YOUR INSTRUCTIONS :: Please write out the material that follows, exactly as it stands.

STORED RECORDS ::
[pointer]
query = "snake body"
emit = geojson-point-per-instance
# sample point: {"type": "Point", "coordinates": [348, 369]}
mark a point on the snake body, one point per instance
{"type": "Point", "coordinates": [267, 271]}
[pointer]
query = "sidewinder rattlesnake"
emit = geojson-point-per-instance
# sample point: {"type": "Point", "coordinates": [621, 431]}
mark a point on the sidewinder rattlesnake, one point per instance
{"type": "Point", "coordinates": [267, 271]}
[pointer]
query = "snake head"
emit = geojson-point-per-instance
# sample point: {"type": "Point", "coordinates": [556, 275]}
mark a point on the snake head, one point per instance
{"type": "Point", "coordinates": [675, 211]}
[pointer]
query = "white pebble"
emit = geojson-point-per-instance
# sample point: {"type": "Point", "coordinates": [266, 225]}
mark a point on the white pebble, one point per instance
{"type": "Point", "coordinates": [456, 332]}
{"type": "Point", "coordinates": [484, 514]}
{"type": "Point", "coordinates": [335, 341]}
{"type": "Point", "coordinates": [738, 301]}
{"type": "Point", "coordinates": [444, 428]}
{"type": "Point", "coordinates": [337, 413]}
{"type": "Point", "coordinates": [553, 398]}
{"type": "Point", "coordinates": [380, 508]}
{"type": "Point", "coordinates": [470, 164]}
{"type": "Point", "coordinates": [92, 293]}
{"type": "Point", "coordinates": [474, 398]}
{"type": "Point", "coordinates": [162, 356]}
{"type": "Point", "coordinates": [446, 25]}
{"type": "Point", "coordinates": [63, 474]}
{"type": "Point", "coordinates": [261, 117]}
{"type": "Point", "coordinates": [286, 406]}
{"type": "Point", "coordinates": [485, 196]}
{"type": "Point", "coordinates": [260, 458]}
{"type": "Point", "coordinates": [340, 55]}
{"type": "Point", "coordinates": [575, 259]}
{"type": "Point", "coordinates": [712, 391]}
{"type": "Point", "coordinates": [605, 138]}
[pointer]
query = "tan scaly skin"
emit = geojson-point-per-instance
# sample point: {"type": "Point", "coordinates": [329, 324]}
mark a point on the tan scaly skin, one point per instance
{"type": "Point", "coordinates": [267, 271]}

RESULT ::
[pointer]
query = "snake body"
emit = geojson-point-per-instance
# sample point: {"type": "Point", "coordinates": [348, 369]}
mark a point on the snake body, one point per instance
{"type": "Point", "coordinates": [267, 271]}
[pointer]
query = "sidewinder rattlesnake"
emit = geojson-point-per-instance
# sample point: {"type": "Point", "coordinates": [621, 431]}
mark a point on the sidewinder rattlesnake, one point per instance
{"type": "Point", "coordinates": [267, 271]}
[pointer]
query = "snake head"
emit = geojson-point-per-instance
# sample point: {"type": "Point", "coordinates": [556, 275]}
mark a point on the snake head, one point per instance
{"type": "Point", "coordinates": [675, 211]}
[pointer]
query = "white pebble"
emit = geojson-point-per-instance
# sample point: {"type": "Point", "coordinates": [266, 225]}
mark a point on the white pebble, one point per instance
{"type": "Point", "coordinates": [456, 332]}
{"type": "Point", "coordinates": [484, 514]}
{"type": "Point", "coordinates": [335, 341]}
{"type": "Point", "coordinates": [738, 301]}
{"type": "Point", "coordinates": [444, 428]}
{"type": "Point", "coordinates": [337, 413]}
{"type": "Point", "coordinates": [553, 398]}
{"type": "Point", "coordinates": [380, 508]}
{"type": "Point", "coordinates": [470, 164]}
{"type": "Point", "coordinates": [92, 293]}
{"type": "Point", "coordinates": [474, 398]}
{"type": "Point", "coordinates": [162, 356]}
{"type": "Point", "coordinates": [446, 25]}
{"type": "Point", "coordinates": [63, 474]}
{"type": "Point", "coordinates": [261, 117]}
{"type": "Point", "coordinates": [286, 406]}
{"type": "Point", "coordinates": [485, 196]}
{"type": "Point", "coordinates": [260, 458]}
{"type": "Point", "coordinates": [340, 55]}
{"type": "Point", "coordinates": [575, 259]}
{"type": "Point", "coordinates": [712, 391]}
{"type": "Point", "coordinates": [605, 138]}
[pointer]
query = "tan scaly skin"
emit = geojson-point-per-instance
# sample point: {"type": "Point", "coordinates": [329, 324]}
mark a point on the tan scaly skin, one point per instance
{"type": "Point", "coordinates": [267, 271]}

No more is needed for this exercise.